_Consigne_
Reprenez, s'il vous plaît, l'extrait sur le principe libéral et poursuivez-le à partir de sa dernière phrase.

_Extrait fourni_
===============
Au niveau individuel, le
principe libéral ne prescrit aucun comportement
particulier, pas plus l’égoïsme que l’altruisme, le matérialisme que
l’idéalisme, l’athéisme que la religion. Il se borne à interdire
l’usage de la contrainte en matière religieuse ou morale,
comme dans toutes les autres matières. Dans l’ensemble de règles que
chacun de nous suit dans son comportement individuel, le libéralisme
n’en introduit qu’une seule : tu n’exerceras aucune
contrainte envers autrui. C’est en quelque sorte une morale minimale
de tolérance qui permet à chacun de choisir librement les autres règles
qu’il veut suivre, une simple éthique de l’action qui
dit qu’un certain moyen, la contrainte sur les autres, est
inacceptable, mais qui laisse chacun totalement libre de choisir ses
fins et les autres moyens de les atteindre. C’est une version
généralisée du principe de laïcité.
Il s’ensuit que toutes les controverses sur les
différentes règles morales ou les
différents comportements individuels sont sans incidence sur la
règle libérale elle-même. Dire « il faut se comporter de telle façon »
n’autorise personne à y contraindre quiconque,
quel que soit le bien-fondé de ce précepte et le nombre de ceux qui y
adhèrent. La règle libérale est ainsi compatible avec toutes les autres
règles, qu’elles soient éthiques, philosophiques ou
religieuses, tant qu’elles ne commandent pas d’exercer une
contrainte sur d’autres êtres humains, quel que soit le prétexte donné
pour cela. Elle transcende les autres règles et leur est
indifférente en les admettant toutes. Par rapport aux principes
libéraux, les controverses éthiques (comme d’ailleurs les controverses
économiques) sont hors sujet.
Appliquer rigoureusement le principe libéral :« aucun
être humain n’a
le droit de priver un autre être humain de sa liberté d’agir comme
il l’entend », conduit à refuser non seulement le gouvernement par une
minorité, mais aussi la règle majoritaire sur
laquelle les gouvernements démocratiques prétendent fonder leur
autorité. Puisqu’un être humain ne peut avoir de droits sur un autre que
si ce dernier y consent librement, un chef n’a d’autorité
légitime que sur ceux qui ont librement choisi de lui obéir. Il en
va de même des dirigeants politiques. Même s’ils sont démocratiquement
élus, leur autorité ne s’étend qu’à ceux qui ont voté
pour eux.
===============
_Lignes_
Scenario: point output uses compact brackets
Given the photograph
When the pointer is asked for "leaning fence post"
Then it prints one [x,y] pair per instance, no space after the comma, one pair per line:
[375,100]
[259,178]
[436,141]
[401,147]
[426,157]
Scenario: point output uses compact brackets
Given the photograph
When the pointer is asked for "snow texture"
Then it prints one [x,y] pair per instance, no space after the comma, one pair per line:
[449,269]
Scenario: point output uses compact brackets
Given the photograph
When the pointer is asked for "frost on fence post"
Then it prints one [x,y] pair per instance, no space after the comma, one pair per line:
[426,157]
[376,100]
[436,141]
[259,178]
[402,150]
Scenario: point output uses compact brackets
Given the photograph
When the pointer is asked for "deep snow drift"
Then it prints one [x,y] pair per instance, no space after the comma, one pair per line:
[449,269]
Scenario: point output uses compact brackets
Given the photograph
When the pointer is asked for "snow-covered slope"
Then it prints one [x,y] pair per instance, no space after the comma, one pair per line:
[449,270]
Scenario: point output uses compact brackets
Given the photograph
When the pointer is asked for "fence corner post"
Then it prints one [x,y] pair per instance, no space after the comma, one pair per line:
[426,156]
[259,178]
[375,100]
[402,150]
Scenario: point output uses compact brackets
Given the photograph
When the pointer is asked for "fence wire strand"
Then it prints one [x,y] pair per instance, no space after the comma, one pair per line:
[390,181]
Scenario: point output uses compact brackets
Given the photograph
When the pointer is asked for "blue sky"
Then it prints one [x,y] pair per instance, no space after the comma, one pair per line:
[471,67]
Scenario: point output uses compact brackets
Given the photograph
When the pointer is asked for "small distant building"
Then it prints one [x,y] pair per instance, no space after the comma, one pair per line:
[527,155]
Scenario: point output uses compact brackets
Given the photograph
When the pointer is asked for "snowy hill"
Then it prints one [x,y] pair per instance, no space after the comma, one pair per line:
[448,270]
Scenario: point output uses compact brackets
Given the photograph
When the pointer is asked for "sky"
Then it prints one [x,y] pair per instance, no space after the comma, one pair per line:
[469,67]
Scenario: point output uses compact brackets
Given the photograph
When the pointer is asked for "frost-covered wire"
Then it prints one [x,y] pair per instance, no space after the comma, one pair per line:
===============
_Réponse_
De la même façon qu’il doit être
interdit à un plus fort d’imposer sa volonté à un plus faible, il doit
être interdit à un plus grand nombre
d’individus d’imposer leur volonté à un plus petit nombre. Les
décisions d’une majorité ne s’appliquent qu’aux membres de cette
majorité, qui ne peut en aucune façon les imposer aux
autres, même si c’est par l’entremise d’une organisation ad
hoc appelée Etat. La vraie démocratie, ce n’est pas faire régner la loi de la majorité, mais au contraire protéger la liberté
des individus et des minorités contre les plus forts et les plus nombreux.
Pour les plus libéraux, il n’y a
pas de différence sur ce point entre ceux qui se réclament du service
de l’Etat et les autres. Une action est
morale ou immorale, légitime ou illégitime, indépendamment de la
personne ou du groupe qui l’entreprend.Les
hommes de l’Etat n’ont
pas plus le droit que les autres d’exercer la contrainte sur leurs
congénères ; l’Etat ne peut pas plus que toute autre organisation
humaine recourir à la violence contre les citoyens, quel
qu’en soit le prétexte, intérêt général, « régulation », « justice
sociale » ou autre.
Cette logique difficilement réfutable conduit
à contester toute légitimité à
l’Etat, dans la mesure où celui-ci se caractérise justement par
l’usage de la contrainte sur toute une population, consentante ou non.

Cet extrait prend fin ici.